(Records of labeled points)
****
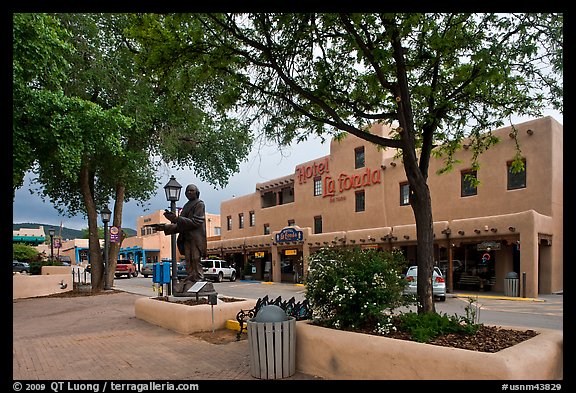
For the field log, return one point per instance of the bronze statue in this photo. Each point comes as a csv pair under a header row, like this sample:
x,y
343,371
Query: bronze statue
x,y
191,228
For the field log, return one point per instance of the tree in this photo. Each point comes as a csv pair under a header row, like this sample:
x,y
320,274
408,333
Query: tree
x,y
437,77
98,127
24,252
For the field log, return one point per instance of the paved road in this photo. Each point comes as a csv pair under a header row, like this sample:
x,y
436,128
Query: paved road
x,y
491,308
99,338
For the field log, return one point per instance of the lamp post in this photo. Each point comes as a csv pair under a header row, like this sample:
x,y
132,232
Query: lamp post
x,y
105,214
51,233
172,189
****
Exercise description:
Reproduce every line of the listing above, replacing "field log" with "survey record" wherever it occurs and leaving all else unchanged. Omit the pictures from your answer.

Solution to this task:
For the survey record, return one point per instance of the bronze statue in this photo. Each point comes as a csv pair under a header row, like this sample:
x,y
343,371
Query: bronze statue
x,y
191,228
For the survey record, return one point per instance of the tree in this photo. Each point comes as a csv pair under a header row, like this sample:
x,y
320,274
408,333
Query: tree
x,y
437,77
98,127
24,252
For the survey record, return one point per instance of the paved road in this photo. Each point comes as a csv pair under a header row, like this sample:
x,y
436,128
Query: paved road
x,y
491,308
99,338
For the survey record, return one point per instance of the lamp post in this photo. Each point comes as a csv pair under a header row, like this sample:
x,y
132,232
Query: lamp post
x,y
105,214
51,233
172,189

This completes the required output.